- **AIM OF THE EXERCISE**
Transcribe the material below exactly as it appears.
***** GIVEN RECORDS *****
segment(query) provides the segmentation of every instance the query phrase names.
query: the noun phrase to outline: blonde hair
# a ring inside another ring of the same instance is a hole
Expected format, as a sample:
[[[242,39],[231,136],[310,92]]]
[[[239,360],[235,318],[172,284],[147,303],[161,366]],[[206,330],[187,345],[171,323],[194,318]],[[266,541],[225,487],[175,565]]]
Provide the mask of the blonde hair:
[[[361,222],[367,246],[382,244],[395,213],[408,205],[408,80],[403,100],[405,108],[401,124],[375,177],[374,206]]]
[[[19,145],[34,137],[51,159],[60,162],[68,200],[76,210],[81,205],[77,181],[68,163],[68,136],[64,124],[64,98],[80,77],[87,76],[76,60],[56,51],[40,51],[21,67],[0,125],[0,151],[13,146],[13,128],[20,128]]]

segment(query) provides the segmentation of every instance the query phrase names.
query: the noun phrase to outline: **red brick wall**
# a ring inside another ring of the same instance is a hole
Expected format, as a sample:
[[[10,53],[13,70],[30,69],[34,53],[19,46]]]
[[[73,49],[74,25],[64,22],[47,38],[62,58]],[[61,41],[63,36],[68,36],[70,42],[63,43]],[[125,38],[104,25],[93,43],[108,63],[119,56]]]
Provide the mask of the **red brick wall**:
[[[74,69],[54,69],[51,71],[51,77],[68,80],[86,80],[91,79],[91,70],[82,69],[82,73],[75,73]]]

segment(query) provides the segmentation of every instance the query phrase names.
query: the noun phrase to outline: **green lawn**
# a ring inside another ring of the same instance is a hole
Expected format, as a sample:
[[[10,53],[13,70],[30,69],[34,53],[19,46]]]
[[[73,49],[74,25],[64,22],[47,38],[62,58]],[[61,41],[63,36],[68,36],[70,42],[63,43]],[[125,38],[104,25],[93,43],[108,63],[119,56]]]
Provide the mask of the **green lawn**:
*****
- **THE ANSWER**
segment(query) provides the segmentation of every instance the query phrase names.
query: the noun phrase to outline: blonde hair
# a ring inside another ring of the same instance is a hole
Expected format, as a sample:
[[[242,39],[231,136],[310,92]]]
[[[239,360],[235,318],[172,284],[147,303],[161,366]],[[206,330],[187,345],[171,323],[194,318]],[[266,541],[225,487],[175,565]]]
Provide the mask of the blonde hair:
[[[361,222],[367,246],[382,244],[395,213],[408,205],[408,80],[403,100],[405,108],[401,124],[375,177],[374,206]]]
[[[19,145],[34,137],[51,159],[60,162],[68,200],[76,210],[81,205],[77,181],[68,163],[68,136],[64,124],[64,98],[80,77],[87,76],[76,60],[56,51],[40,51],[21,67],[0,125],[0,151],[13,146],[13,128],[20,128]]]

segment(query) provides the segmentation of every instance the query phrase names.
query: the noun phrase to outline: **red brick wall**
# a ring inside another ring of the same instance is a hole
Expected format, as a sample:
[[[10,53],[13,70],[30,69],[34,53],[19,46]]]
[[[73,49],[74,25],[64,22],[47,38],[62,58]],[[61,41],[63,36],[68,36],[70,42],[63,43]],[[125,38],[104,25],[93,43],[108,63],[119,56]]]
Provide the mask of the **red brick wall**:
[[[74,69],[54,69],[51,71],[51,77],[68,80],[86,80],[91,79],[91,70],[82,69],[82,73],[75,73]]]

segment(query) provides the segmentation of every instance the query phrase names.
query: the noun phrase to outline: **green lawn**
# a ring inside another ring of the same instance is a hole
Expected format, as a sample:
[[[10,53],[13,70],[30,69],[34,53],[19,46]]]
[[[73,49],[74,25],[64,22],[47,38],[62,58]],[[61,41],[63,36],[68,36],[70,42],[63,43]],[[125,38],[104,25],[93,43],[108,63],[119,56]]]
Provide the mask of the **green lawn**:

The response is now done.